Task instructions: Take the data below and extract the lines from the one with "Target: wine glass bowl" to the one with "form: [[32, 541]].", inclusive, exactly as written.

:::

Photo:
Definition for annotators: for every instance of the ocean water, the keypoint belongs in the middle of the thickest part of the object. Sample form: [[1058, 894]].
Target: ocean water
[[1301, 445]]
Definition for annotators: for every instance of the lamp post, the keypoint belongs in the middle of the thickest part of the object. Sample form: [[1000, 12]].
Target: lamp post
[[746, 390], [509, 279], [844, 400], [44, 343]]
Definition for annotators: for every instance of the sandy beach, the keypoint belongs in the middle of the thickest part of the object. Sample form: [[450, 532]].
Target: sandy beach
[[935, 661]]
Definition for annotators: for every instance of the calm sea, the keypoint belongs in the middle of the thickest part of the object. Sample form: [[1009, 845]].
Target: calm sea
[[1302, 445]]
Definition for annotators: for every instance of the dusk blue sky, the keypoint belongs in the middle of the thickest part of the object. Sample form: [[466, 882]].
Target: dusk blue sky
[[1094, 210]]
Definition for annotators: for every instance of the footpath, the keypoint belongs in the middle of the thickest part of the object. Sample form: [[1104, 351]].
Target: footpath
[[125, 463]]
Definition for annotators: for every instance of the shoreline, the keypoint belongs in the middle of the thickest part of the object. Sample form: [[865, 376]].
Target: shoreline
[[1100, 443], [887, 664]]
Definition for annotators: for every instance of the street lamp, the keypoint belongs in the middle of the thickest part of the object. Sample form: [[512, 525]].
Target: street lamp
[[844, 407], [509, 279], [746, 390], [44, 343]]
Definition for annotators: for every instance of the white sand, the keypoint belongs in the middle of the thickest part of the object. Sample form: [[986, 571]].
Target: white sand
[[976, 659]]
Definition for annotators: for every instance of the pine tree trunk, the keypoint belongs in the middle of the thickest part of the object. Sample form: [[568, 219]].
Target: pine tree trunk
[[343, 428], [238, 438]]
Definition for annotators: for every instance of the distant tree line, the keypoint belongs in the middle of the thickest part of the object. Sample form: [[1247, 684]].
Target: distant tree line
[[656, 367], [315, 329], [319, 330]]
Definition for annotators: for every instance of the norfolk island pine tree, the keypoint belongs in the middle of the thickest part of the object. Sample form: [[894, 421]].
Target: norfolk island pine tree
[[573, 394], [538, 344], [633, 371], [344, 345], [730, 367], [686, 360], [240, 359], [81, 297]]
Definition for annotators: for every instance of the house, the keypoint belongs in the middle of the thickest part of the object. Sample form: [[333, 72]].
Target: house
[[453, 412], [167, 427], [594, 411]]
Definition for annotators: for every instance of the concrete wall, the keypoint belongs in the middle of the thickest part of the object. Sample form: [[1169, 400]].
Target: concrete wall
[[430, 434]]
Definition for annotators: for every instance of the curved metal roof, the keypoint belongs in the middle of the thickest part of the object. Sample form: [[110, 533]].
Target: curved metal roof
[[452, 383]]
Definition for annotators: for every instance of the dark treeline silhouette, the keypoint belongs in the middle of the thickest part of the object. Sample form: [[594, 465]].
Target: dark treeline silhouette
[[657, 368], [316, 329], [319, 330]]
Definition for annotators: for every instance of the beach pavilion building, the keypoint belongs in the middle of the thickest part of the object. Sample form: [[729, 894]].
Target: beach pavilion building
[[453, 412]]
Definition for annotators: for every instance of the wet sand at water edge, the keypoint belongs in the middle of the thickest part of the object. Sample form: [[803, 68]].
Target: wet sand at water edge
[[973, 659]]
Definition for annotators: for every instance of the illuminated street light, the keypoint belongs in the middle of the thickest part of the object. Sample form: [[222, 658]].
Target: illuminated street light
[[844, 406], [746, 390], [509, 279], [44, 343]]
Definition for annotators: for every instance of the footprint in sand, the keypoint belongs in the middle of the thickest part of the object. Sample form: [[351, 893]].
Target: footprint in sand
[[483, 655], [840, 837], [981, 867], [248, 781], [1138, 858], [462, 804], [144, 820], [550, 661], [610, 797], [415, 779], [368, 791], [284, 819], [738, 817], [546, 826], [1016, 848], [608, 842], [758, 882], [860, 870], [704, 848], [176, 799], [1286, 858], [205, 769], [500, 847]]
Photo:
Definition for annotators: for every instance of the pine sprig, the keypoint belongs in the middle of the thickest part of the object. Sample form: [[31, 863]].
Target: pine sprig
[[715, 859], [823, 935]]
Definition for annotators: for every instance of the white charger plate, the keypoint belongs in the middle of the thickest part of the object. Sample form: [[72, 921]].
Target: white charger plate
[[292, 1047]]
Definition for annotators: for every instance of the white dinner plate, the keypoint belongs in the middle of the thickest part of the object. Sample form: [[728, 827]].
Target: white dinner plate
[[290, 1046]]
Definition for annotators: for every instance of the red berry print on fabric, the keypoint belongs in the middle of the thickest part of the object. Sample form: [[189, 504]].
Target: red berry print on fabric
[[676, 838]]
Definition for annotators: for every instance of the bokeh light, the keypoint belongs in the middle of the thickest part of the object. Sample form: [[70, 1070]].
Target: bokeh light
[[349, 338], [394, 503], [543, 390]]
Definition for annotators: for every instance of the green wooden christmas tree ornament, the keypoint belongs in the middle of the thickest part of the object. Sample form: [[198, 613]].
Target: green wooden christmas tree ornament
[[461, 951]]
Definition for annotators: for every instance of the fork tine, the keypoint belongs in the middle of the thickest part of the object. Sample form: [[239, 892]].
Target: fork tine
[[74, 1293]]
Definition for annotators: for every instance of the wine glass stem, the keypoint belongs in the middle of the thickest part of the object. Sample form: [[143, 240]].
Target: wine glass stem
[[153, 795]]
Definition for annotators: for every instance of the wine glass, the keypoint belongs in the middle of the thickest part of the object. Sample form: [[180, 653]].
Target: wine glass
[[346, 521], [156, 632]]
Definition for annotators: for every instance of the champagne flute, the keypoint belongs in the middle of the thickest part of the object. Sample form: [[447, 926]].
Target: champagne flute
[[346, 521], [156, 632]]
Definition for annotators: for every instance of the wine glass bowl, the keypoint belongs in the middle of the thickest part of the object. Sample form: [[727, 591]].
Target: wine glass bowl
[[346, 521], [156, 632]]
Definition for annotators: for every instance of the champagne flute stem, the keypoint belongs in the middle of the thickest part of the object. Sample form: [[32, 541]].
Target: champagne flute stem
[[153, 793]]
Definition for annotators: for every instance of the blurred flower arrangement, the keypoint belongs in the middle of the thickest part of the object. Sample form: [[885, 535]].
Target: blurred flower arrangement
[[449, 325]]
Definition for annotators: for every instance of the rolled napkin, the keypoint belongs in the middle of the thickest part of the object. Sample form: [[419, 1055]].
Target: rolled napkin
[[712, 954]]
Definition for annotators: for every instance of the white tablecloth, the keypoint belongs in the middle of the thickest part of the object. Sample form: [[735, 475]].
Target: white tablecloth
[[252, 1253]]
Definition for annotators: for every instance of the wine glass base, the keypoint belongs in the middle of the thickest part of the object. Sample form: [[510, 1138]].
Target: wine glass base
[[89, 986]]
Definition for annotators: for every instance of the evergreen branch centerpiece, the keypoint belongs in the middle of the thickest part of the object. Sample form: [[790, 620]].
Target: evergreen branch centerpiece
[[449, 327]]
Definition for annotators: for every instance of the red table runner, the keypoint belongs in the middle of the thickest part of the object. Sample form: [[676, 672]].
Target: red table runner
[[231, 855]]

:::

Exercise output:
Target: wine glass bowl
[[346, 521], [156, 632]]
Definition for annotators: for every instance of the champagne flute stem, the keypoint belongs in the middle of the thickest part of the object. Sample form: [[32, 541]].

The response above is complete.